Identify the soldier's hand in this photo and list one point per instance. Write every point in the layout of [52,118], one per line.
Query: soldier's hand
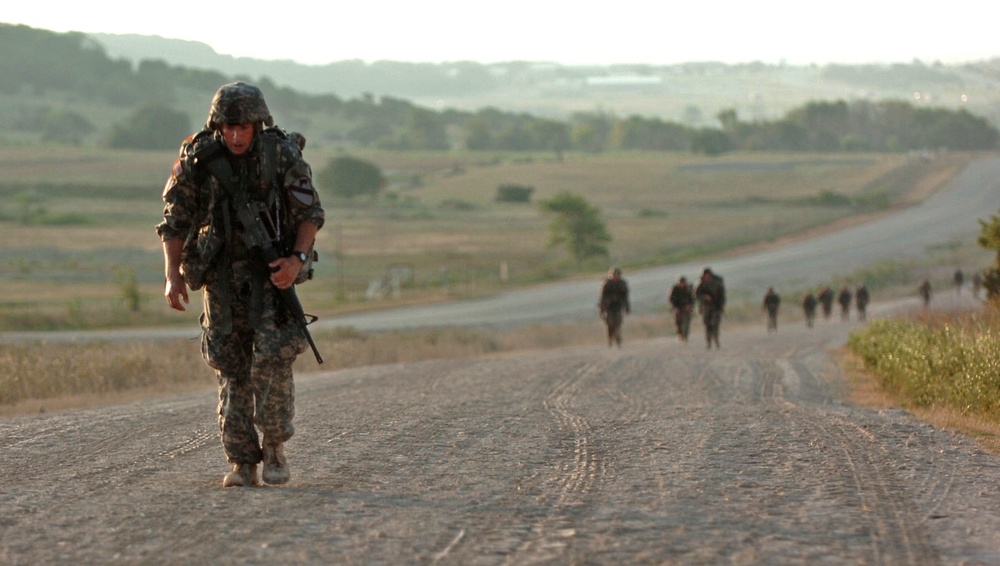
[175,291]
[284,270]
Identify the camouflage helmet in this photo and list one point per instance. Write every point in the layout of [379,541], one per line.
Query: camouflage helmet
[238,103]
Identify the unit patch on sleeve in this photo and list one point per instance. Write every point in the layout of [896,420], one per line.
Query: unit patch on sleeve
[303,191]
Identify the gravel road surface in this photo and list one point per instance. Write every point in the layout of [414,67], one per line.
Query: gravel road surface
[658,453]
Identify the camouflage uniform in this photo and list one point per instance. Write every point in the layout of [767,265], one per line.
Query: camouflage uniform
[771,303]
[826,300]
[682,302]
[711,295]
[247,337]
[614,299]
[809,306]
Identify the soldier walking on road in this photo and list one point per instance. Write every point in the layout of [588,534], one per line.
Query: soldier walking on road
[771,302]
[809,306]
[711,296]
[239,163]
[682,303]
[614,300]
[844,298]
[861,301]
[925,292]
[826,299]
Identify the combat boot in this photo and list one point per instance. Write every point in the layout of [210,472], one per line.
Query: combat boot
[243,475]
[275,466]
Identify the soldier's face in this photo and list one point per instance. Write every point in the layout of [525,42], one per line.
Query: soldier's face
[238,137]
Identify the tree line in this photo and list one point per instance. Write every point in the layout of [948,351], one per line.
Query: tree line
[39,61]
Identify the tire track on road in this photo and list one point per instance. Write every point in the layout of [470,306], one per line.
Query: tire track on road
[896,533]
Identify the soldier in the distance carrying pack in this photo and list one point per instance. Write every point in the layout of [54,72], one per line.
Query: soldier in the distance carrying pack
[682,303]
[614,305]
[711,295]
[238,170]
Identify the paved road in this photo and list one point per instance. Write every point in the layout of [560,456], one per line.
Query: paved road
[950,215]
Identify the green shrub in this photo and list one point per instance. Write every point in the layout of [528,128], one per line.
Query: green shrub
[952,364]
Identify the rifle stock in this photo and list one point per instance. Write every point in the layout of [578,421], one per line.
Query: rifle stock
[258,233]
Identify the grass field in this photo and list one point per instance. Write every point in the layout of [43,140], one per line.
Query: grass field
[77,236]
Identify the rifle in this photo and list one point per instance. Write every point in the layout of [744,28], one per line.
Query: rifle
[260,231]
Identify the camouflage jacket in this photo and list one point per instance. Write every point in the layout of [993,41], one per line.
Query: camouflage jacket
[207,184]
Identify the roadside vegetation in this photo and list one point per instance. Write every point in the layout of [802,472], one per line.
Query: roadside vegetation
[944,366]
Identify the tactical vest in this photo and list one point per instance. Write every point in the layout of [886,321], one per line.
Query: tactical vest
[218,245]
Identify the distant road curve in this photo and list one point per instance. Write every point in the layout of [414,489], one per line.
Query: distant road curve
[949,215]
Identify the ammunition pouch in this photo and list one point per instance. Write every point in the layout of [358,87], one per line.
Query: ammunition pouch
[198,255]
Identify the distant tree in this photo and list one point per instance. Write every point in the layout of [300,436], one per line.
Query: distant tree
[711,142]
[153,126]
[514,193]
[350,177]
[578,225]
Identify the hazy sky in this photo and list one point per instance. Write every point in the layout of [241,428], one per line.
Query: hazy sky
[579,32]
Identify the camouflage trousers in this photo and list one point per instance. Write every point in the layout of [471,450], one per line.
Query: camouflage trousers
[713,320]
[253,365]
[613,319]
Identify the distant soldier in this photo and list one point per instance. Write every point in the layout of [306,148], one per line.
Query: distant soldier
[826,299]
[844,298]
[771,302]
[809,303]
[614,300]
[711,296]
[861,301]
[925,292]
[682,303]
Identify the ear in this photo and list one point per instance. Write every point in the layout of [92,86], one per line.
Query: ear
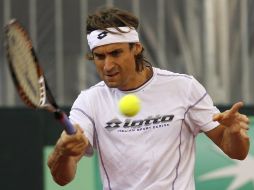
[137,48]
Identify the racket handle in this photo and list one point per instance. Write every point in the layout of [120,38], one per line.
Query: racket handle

**SHORT PROBLEM**
All lines from the one containing "Identify the distant soldier" through the end of the entries, both ends included, should be written out exactly, with no pictures.

**THE OUTPUT**
Identify the distant soldier in this photo and list one point per instance. Write every point in the layout of [306,148], one per line.
Query: distant soldier
[826,299]
[844,298]
[771,302]
[809,303]
[614,300]
[711,296]
[861,301]
[925,292]
[682,303]
Identify the ear in this photo and list one point per instance. Write every point in the layout of [92,86], one per line.
Query: ear
[137,48]
Identify the racket handle in this photo and list one point per instance. Write every point in the layout of [120,38], one per line.
Query: racket handle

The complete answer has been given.